**FRAGMENTO DE TEXTO:**
"""

Cuando uno se acerca a un pequeño volumen que editó Miguel Newmann en 1978, llamado Los testigos de afuera, pieza incunable en la actualidad, compilado por Tomás Eloy Martínez y diseñado por Juan Fresan, no puede menos que maravillarse por lo que encuentra en sus páginas.
Tomás Eloy Martínez selecciona textos de Juan de Castellanos, José de Oviedo y Baños, Alexander von Humboldt, Romert Semple, Conde de Segur, John Hawkshaw, José Martí, Julio Verne, Emilio Salgari, Rafael Alberti, Adolfo Bioy Casares, Alejo Carpentier, Gabriel García Márquez, Julio Cortázar, Pablo Neruda y Gonzalo Rojas.
Una de las cosas llamativas que señala el editor Miguel Newmann en el prólogo es que muchos testigos identifican a Venezuela con el paraíso terrenal. En la introducción, el mismo Martínez anota lo que era una certeza para él: “Pocas tierras han sido tan prodigas en desencuentros como Venezuela’’.

"""

**REQUISITOS DE LA TAREA:** Reescribe el fragmento desde "Cuando uno se" hasta "y Gonzalo Rojas.", este último incluido, cambiando "volumen" por "tomo".

**DATOS DE ORIGEN:**
"""

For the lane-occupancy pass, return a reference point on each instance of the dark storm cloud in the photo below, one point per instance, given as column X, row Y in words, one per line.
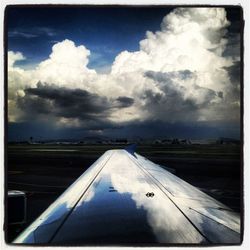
column 234, row 72
column 125, row 101
column 56, row 101
column 172, row 104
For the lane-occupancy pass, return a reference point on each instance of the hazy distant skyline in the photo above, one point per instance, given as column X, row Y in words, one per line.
column 123, row 72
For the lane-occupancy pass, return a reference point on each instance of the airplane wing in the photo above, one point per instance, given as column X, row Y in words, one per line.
column 123, row 198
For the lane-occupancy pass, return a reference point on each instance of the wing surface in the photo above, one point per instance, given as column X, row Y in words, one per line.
column 125, row 199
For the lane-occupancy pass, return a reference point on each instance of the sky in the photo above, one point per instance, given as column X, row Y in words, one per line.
column 123, row 72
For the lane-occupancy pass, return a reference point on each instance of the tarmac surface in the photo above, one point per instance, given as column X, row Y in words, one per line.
column 45, row 171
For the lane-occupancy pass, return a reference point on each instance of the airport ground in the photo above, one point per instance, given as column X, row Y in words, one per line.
column 45, row 171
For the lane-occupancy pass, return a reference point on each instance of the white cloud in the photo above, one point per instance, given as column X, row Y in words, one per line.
column 190, row 40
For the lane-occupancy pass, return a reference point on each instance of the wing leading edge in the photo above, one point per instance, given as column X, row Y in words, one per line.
column 125, row 198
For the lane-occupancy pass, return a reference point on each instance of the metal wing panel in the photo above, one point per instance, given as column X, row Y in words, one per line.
column 125, row 198
column 116, row 209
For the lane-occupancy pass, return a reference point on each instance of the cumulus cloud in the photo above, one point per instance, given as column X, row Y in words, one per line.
column 186, row 71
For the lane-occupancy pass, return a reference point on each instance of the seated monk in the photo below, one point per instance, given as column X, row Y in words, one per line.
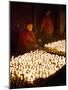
column 27, row 39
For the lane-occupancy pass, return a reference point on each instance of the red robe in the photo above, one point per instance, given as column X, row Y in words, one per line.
column 27, row 41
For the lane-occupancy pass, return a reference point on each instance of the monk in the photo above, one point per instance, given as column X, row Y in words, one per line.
column 27, row 38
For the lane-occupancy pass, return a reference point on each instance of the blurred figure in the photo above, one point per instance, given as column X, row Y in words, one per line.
column 27, row 38
column 47, row 28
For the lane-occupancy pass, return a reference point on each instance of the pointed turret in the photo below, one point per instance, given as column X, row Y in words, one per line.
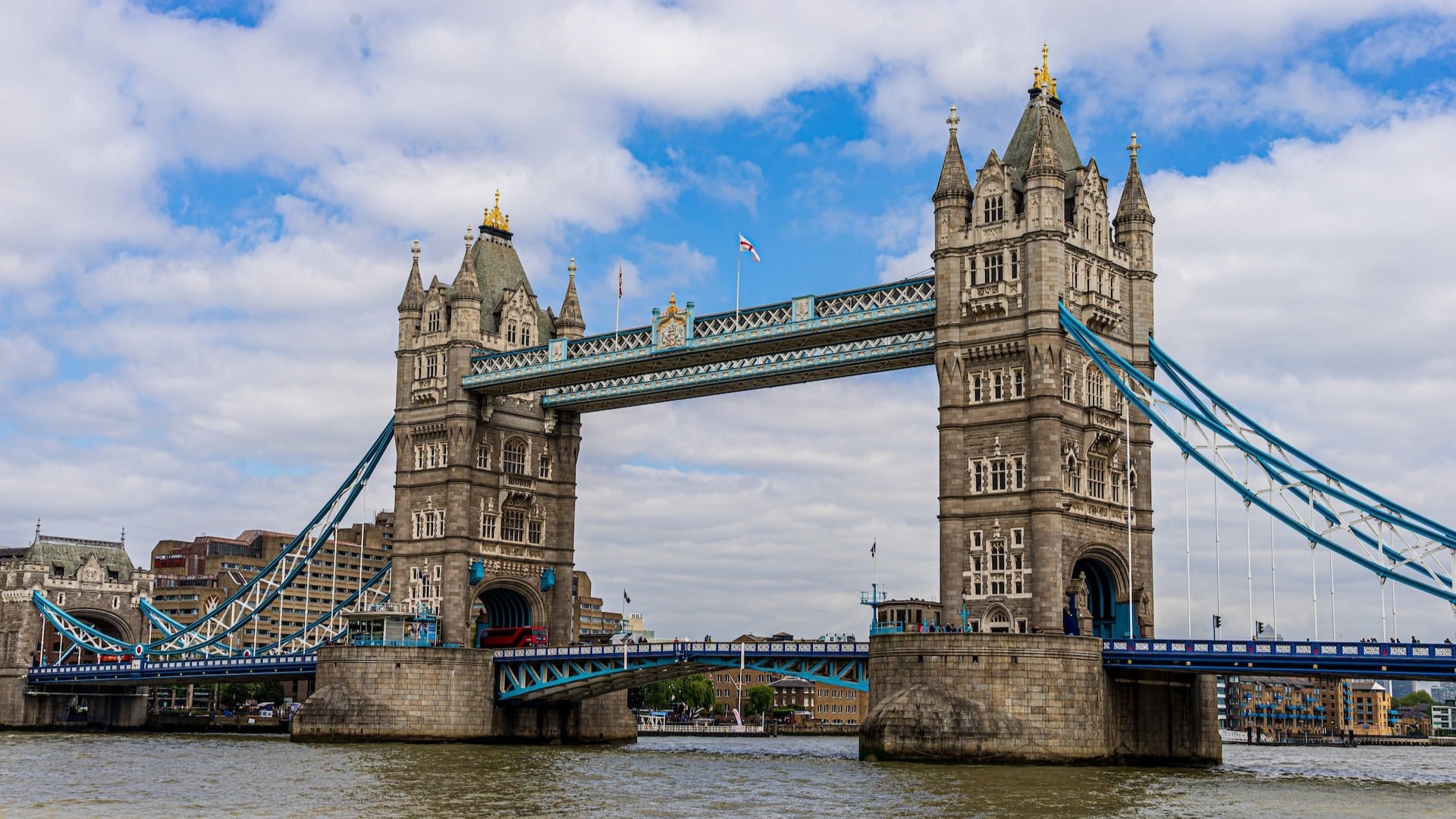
column 952, row 194
column 1134, row 199
column 570, row 322
column 952, row 171
column 1134, row 218
column 465, row 297
column 414, row 297
column 1044, row 153
column 465, row 284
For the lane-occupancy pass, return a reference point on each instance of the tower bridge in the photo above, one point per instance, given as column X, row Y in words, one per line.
column 1038, row 321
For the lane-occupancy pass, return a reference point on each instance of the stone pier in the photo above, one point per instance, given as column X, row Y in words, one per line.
column 1030, row 698
column 416, row 694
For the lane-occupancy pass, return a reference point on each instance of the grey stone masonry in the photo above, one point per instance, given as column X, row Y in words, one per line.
column 375, row 694
column 1028, row 698
column 488, row 480
column 1040, row 465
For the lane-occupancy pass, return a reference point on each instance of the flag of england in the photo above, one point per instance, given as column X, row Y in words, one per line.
column 746, row 245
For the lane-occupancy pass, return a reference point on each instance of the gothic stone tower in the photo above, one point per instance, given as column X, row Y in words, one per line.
column 485, row 490
column 1034, row 455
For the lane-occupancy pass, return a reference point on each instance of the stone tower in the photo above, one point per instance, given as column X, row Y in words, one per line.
column 1036, row 480
column 485, row 488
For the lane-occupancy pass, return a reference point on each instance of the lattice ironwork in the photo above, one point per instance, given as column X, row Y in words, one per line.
column 588, row 670
column 905, row 292
column 1323, row 506
column 750, row 368
column 758, row 318
column 606, row 344
column 516, row 359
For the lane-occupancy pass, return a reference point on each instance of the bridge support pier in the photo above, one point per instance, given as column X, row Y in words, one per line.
column 1030, row 698
column 79, row 707
column 416, row 694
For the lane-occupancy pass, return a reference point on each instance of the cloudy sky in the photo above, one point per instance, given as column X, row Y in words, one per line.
column 207, row 212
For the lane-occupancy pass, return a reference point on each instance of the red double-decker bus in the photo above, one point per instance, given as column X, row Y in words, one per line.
column 510, row 637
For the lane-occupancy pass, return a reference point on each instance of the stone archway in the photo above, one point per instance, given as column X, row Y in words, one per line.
column 503, row 604
column 1101, row 589
column 108, row 624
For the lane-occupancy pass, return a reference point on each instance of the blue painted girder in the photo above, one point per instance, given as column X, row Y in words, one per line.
column 146, row 672
column 797, row 325
column 1381, row 661
column 577, row 672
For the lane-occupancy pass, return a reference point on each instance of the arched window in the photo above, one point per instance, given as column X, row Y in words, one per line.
column 1095, row 392
column 514, row 461
column 998, row 621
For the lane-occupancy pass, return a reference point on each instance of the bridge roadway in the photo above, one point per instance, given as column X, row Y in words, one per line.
column 576, row 672
column 680, row 356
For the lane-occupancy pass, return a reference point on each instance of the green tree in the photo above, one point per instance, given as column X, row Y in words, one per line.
column 761, row 698
column 696, row 692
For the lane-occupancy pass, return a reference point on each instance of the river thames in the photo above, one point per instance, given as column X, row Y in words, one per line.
column 57, row 774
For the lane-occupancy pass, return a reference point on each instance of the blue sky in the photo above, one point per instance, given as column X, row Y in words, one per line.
column 209, row 210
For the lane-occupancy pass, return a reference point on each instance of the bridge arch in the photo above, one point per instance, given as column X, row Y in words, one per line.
column 1103, row 572
column 504, row 602
column 107, row 623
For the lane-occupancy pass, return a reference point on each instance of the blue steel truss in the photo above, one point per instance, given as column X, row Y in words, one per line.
column 579, row 672
column 1323, row 506
column 770, row 369
column 1379, row 661
column 140, row 670
column 805, row 338
column 213, row 634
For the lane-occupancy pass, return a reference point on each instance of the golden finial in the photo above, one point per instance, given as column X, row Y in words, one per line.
column 1041, row 77
column 494, row 218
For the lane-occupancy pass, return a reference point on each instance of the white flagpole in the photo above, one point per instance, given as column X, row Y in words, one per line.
column 737, row 284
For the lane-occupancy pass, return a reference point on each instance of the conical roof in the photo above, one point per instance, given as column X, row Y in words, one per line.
column 465, row 286
column 952, row 169
column 1044, row 152
column 1041, row 107
column 1134, row 199
column 414, row 297
column 570, row 318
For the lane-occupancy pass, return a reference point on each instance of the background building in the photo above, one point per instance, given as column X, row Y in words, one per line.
column 1274, row 704
column 590, row 621
column 194, row 577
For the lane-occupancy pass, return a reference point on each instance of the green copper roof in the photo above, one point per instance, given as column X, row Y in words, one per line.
column 1018, row 153
column 497, row 270
column 72, row 553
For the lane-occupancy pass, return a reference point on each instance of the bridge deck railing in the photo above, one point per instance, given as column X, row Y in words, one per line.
column 685, row 648
column 805, row 315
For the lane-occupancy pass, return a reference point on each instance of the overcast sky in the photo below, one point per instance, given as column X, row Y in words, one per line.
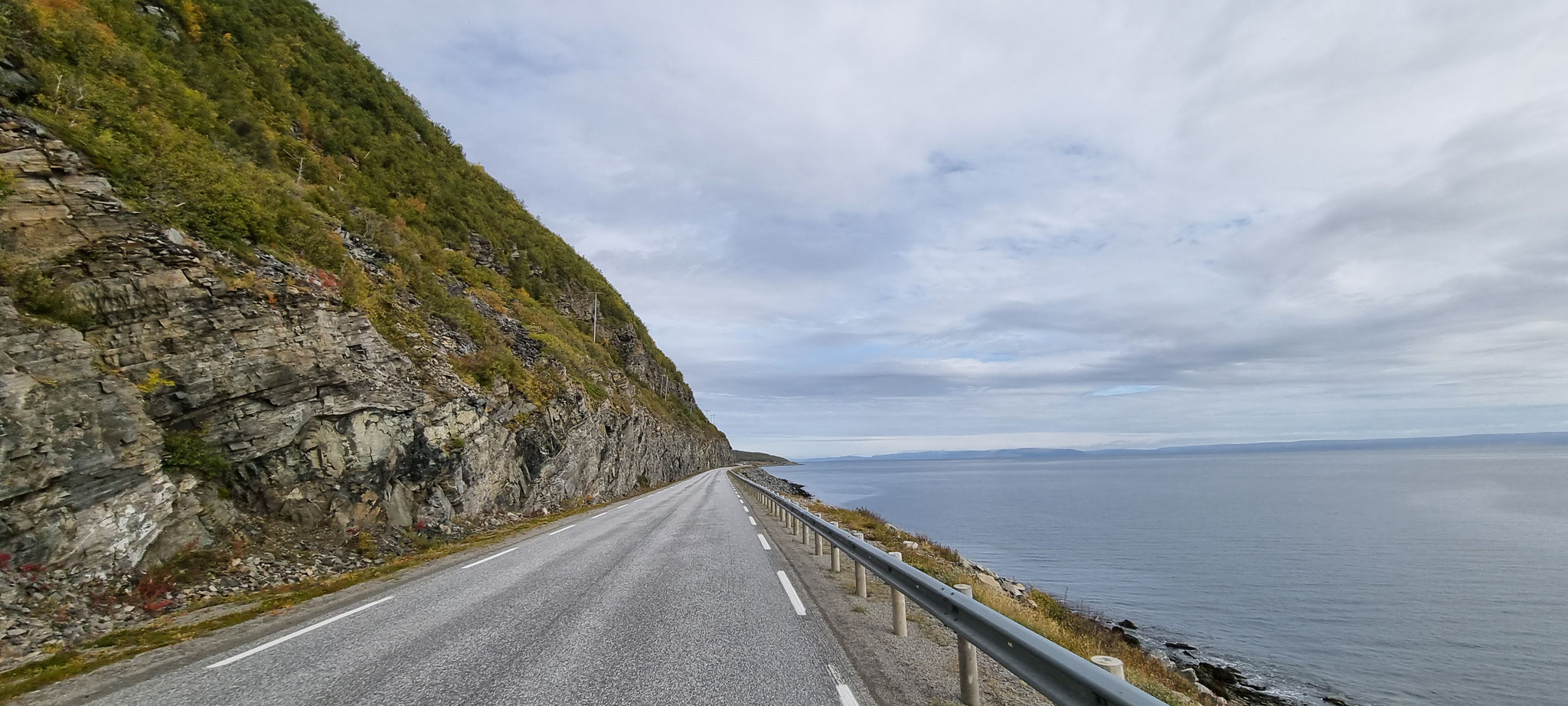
column 878, row 227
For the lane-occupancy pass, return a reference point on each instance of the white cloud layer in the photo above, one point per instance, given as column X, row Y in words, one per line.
column 874, row 227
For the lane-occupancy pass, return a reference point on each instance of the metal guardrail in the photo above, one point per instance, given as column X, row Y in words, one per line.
column 1051, row 668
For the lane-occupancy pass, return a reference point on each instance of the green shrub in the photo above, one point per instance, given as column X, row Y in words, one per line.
column 190, row 453
column 41, row 297
column 259, row 129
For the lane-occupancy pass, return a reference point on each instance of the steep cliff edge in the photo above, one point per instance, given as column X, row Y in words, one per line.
column 378, row 350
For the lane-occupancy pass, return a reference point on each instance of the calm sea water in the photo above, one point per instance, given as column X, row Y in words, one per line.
column 1391, row 578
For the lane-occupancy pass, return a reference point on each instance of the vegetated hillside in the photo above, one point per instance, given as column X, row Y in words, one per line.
column 243, row 272
column 763, row 459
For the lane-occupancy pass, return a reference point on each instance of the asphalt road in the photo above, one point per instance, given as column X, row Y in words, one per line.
column 671, row 598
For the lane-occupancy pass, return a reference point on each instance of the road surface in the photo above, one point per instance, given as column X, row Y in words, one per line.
column 671, row 598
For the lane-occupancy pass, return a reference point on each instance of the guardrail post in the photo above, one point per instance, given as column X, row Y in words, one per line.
column 833, row 553
column 1111, row 664
column 860, row 571
column 900, row 625
column 968, row 662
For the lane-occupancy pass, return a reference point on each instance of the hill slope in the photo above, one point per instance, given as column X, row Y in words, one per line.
column 245, row 273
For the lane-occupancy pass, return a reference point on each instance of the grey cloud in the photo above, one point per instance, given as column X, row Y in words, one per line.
column 1295, row 220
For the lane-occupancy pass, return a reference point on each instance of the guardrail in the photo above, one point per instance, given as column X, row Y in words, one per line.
column 1051, row 668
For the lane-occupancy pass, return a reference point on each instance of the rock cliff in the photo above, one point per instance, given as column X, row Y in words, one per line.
column 152, row 388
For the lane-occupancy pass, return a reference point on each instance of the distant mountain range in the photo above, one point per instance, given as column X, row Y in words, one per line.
column 1544, row 438
column 761, row 459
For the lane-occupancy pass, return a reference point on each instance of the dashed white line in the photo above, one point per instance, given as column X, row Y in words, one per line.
column 493, row 556
column 297, row 632
column 794, row 598
column 845, row 695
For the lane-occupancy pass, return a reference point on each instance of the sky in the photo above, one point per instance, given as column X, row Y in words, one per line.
column 882, row 227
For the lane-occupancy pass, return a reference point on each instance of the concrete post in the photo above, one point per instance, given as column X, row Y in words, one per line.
column 1111, row 664
column 968, row 662
column 836, row 557
column 900, row 625
column 860, row 571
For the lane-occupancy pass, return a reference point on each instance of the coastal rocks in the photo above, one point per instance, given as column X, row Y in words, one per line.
column 772, row 482
column 297, row 405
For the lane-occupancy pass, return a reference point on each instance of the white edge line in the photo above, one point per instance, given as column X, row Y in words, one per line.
column 794, row 598
column 493, row 556
column 297, row 632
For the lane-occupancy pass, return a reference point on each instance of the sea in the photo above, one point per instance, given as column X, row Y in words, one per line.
column 1391, row 578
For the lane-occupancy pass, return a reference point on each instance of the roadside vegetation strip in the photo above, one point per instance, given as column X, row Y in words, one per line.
column 165, row 631
column 1037, row 611
column 312, row 626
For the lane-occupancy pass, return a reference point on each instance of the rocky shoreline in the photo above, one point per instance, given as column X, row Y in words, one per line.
column 1217, row 683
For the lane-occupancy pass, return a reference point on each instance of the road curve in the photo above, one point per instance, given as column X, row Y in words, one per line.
column 671, row 598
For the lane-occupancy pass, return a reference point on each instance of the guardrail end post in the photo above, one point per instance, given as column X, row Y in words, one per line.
column 968, row 662
column 836, row 562
column 900, row 625
column 860, row 571
column 1111, row 664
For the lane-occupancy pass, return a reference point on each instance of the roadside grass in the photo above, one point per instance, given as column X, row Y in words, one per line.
column 165, row 631
column 1041, row 613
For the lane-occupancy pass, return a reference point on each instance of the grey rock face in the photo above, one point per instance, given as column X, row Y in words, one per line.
column 320, row 418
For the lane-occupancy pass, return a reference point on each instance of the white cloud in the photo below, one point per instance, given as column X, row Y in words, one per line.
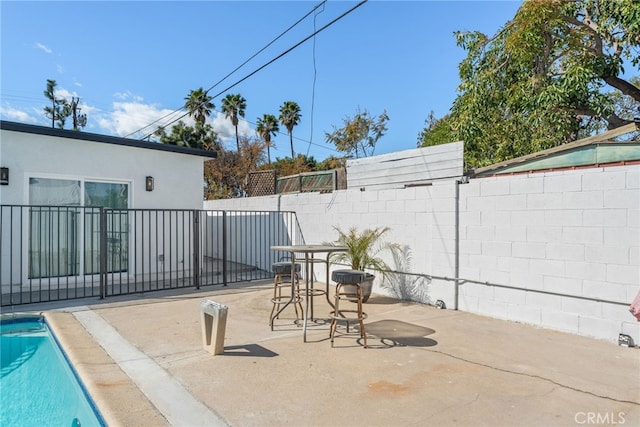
column 17, row 115
column 135, row 120
column 43, row 48
column 227, row 132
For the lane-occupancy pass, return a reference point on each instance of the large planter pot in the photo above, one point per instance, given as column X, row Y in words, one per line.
column 366, row 285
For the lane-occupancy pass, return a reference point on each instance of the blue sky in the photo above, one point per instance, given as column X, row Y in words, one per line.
column 132, row 63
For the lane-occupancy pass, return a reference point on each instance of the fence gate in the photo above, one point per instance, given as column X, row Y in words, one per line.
column 50, row 253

"""

**RESULTADO:**
Cuando uno se acerca a un pequeño tomo que editó Miguel Newmann en 1978, llamado Los testigos de afuera, pieza incunable en la actualidad, compilado por Tomás Eloy Martínez y diseñado por Juan Fresan, no puede menos que maravillarse por lo que encuentra en sus páginas.
Tomás Eloy Martínez selecciona textos de Juan de Castellanos, José de Oviedo y Baños, Alexander von Humboldt, Romert Semple, Conde de Segur, John Hawkshaw, José Martí, Julio Verne, Emilio Salgari, Rafael Alberti, Adolfo Bioy Casares, Alejo Carpentier, Gabriel García Márquez, Julio Cortázar, Pablo Neruda y Gonzalo Rojas.